■ TO DO: Beginning with the line that holds "of the blue" and finishing with the line that holds "column 72, row 319", repeat the listing exactly, leaving every picture out.

-- AVAILABLE DATA follows --

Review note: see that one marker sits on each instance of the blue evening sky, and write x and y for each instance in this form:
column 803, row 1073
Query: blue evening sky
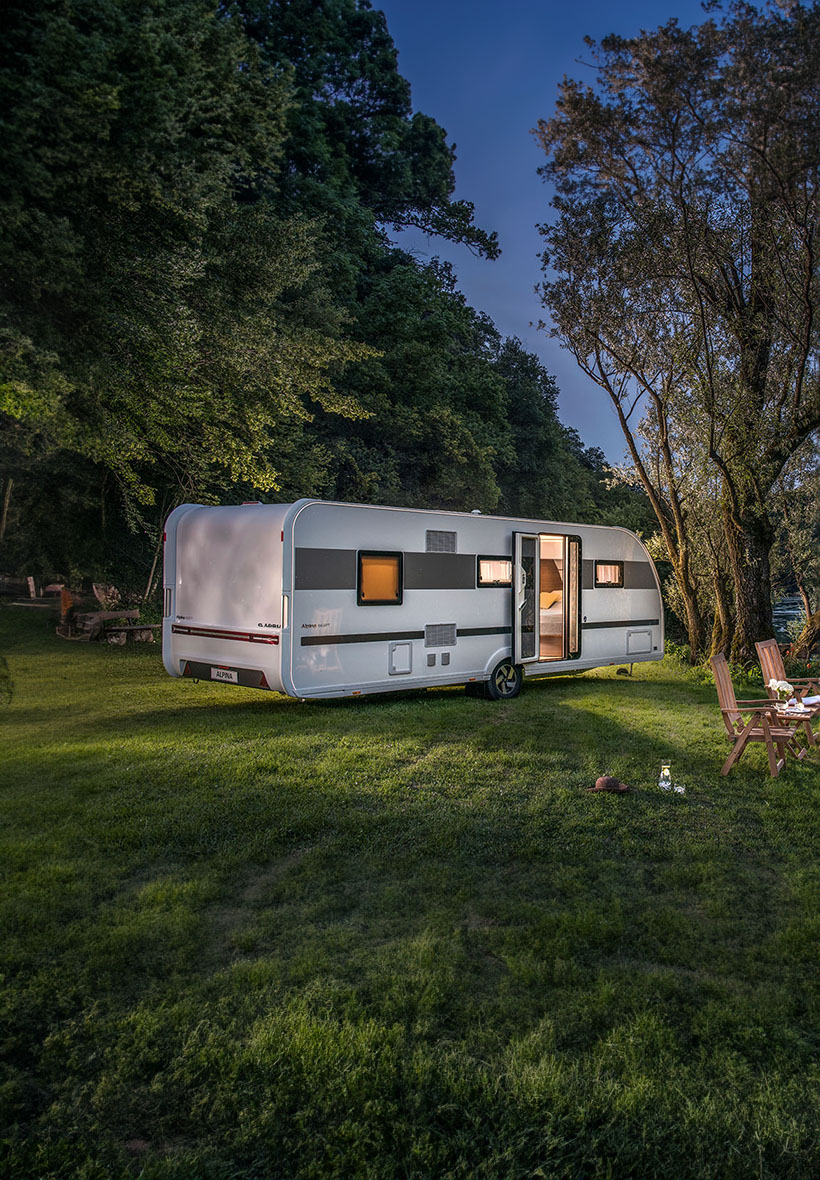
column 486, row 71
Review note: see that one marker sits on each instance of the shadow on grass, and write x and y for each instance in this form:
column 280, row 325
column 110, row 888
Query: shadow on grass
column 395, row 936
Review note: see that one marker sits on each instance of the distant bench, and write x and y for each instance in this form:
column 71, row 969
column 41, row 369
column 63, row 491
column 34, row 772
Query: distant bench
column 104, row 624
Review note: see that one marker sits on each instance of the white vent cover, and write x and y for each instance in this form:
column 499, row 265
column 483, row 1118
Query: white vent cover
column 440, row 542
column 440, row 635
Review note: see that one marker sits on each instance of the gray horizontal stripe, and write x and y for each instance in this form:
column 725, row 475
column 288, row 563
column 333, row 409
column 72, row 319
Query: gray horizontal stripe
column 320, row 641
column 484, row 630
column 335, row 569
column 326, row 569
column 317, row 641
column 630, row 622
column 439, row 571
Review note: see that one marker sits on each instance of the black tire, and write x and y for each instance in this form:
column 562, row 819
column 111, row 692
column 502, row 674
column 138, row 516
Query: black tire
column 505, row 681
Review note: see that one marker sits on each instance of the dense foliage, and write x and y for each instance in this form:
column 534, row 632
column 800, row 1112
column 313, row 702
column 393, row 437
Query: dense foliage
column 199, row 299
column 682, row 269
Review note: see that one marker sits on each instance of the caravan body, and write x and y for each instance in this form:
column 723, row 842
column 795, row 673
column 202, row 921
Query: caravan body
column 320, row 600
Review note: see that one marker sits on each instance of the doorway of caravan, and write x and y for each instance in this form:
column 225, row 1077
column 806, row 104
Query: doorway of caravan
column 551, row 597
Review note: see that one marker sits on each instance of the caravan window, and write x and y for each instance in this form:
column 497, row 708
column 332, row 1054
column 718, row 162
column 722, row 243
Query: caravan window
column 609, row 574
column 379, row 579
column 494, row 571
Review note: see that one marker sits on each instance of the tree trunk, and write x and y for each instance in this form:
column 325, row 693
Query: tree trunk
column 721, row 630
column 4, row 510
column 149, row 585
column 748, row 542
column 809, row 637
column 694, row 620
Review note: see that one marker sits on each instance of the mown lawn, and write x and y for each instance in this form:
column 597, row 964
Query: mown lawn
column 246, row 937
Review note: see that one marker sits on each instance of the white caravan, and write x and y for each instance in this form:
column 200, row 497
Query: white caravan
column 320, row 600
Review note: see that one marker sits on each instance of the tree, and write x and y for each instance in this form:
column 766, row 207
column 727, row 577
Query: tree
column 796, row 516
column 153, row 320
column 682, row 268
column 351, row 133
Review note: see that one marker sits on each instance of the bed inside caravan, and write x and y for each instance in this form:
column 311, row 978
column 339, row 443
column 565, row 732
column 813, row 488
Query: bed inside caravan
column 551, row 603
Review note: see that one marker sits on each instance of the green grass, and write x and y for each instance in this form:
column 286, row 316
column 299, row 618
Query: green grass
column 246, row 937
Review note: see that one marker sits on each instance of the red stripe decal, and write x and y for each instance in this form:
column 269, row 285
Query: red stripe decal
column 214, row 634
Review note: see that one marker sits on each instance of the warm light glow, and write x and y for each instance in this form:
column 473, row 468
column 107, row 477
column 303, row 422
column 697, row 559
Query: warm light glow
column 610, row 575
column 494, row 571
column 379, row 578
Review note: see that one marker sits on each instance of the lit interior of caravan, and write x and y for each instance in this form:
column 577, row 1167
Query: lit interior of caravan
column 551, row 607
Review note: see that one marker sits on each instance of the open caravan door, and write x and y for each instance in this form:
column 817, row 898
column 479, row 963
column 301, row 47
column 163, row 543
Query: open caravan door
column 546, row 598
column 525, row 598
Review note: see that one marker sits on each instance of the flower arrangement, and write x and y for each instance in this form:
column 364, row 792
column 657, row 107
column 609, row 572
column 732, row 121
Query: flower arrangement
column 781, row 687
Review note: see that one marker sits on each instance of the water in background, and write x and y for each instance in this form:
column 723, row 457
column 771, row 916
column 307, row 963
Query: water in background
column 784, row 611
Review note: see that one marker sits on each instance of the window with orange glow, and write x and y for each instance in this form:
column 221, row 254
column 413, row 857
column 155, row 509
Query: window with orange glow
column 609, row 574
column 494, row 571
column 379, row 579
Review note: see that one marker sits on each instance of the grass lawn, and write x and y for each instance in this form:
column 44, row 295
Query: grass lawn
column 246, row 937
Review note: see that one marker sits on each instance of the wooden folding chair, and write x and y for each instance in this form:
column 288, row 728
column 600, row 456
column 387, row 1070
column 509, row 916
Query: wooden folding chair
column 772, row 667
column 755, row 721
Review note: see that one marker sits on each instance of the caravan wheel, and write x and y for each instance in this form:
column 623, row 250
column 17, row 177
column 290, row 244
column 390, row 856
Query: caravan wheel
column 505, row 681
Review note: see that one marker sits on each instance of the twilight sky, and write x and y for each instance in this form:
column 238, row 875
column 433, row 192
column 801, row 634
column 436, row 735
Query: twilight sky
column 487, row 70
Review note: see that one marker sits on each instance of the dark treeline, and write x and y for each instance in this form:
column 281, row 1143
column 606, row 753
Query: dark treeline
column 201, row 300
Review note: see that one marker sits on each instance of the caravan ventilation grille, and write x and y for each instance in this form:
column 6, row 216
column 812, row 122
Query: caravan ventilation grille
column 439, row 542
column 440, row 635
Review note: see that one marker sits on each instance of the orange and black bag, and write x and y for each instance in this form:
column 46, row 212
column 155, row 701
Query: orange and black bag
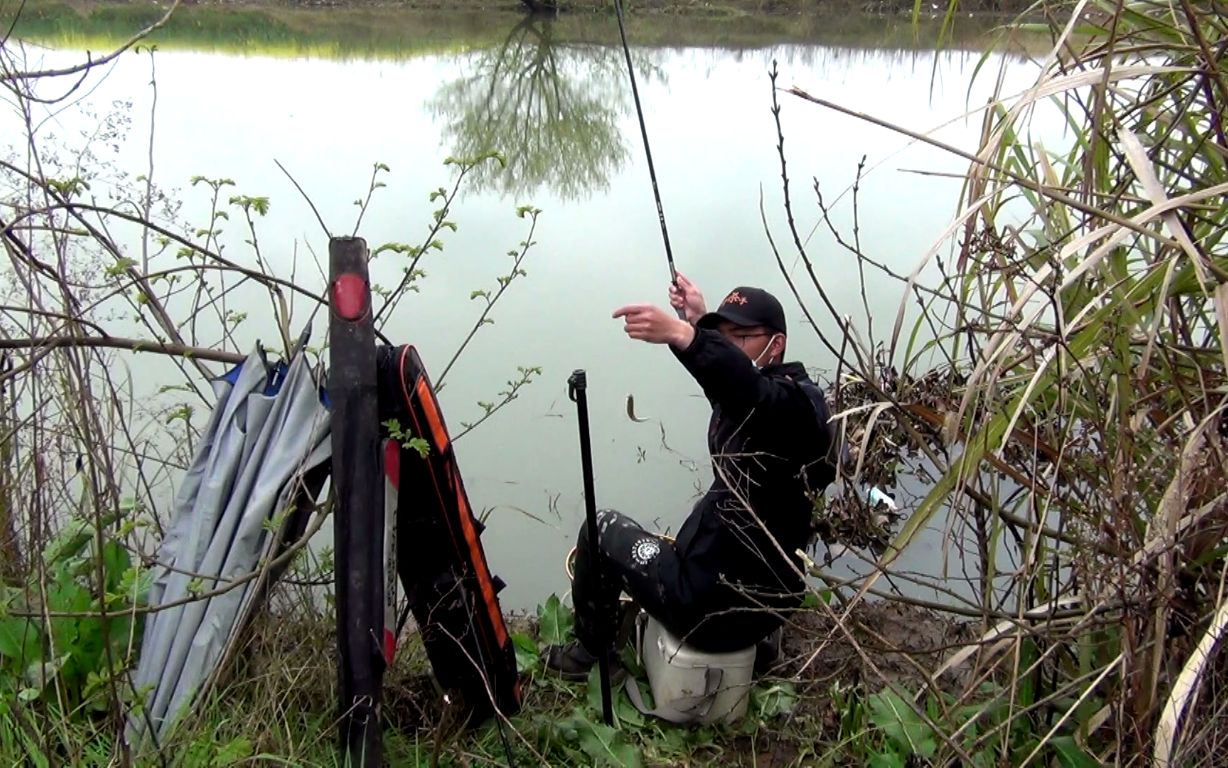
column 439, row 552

-- AVAILABLE DATA concluded --
-- AVAILABLE DATA follows --

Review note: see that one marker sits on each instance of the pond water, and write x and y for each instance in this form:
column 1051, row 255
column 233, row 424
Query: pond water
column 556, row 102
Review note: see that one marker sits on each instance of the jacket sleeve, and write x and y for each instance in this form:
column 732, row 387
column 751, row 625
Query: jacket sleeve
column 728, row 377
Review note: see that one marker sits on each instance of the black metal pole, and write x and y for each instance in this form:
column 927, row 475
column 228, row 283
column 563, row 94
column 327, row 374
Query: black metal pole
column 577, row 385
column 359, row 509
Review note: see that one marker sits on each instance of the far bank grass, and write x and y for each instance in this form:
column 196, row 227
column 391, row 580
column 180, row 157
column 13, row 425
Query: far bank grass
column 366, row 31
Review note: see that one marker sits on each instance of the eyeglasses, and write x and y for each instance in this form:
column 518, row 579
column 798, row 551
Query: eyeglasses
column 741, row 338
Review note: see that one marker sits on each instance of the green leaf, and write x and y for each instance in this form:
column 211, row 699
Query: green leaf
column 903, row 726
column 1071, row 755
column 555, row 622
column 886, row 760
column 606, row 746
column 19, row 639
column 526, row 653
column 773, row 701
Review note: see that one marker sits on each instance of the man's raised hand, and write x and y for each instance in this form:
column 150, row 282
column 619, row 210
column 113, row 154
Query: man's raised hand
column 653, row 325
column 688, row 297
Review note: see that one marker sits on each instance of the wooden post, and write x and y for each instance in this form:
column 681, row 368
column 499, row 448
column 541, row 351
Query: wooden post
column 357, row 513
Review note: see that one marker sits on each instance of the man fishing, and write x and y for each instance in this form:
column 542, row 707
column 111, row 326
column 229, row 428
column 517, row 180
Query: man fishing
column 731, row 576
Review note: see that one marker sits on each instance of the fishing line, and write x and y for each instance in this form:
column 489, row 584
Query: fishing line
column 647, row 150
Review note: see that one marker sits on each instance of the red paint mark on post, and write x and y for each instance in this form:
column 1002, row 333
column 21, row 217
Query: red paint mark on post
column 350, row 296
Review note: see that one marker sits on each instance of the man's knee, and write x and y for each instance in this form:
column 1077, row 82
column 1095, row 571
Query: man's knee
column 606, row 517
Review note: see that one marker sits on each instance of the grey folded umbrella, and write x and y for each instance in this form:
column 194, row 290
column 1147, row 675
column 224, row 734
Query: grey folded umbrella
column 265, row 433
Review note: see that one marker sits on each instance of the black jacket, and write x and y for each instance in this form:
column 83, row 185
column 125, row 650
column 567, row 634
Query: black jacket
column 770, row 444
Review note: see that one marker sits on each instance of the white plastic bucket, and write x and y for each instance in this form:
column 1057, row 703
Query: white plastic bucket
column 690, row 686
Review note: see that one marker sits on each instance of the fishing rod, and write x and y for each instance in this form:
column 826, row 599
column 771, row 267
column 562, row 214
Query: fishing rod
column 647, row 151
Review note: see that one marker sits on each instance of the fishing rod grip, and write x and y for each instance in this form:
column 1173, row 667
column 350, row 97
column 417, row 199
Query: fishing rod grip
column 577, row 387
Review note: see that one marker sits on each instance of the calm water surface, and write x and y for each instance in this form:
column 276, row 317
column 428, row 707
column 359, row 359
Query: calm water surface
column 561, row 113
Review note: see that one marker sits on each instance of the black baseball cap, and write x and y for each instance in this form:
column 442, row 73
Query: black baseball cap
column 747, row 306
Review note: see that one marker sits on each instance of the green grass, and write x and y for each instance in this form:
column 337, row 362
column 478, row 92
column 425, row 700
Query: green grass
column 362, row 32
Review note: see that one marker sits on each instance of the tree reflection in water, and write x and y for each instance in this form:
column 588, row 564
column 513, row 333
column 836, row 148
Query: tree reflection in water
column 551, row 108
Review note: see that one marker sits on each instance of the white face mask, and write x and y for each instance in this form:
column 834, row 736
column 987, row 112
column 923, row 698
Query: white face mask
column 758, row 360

-- AVAILABLE DATA concluded --

■ RESULT OF THE EXERCISE:
Review note: see that one marker sits on each instance of the blue evening sky, and write x and y for each instance in this form:
column 803, row 1073
Query: blue evening sky
column 486, row 71
Review note: see that one marker sits on each instance of the shadow on grass, and write x and y for each instance in this form:
column 280, row 325
column 110, row 888
Query: shadow on grass
column 395, row 936
Review note: see that one marker sits on each instance of the distant bench, and write x and y for each instance in this form:
column 71, row 969
column 41, row 369
column 63, row 491
column 34, row 772
Query: distant bench
column 104, row 624
Review note: see that one marker sits on each instance of the white vent cover, and write x and y for each instance in this form:
column 499, row 265
column 483, row 1118
Query: white vent cover
column 440, row 542
column 440, row 635
Review note: see that one marker sits on each instance of the gray horizontal stripe, and write x and y for each instance in this form:
column 725, row 475
column 288, row 563
column 333, row 409
column 72, row 319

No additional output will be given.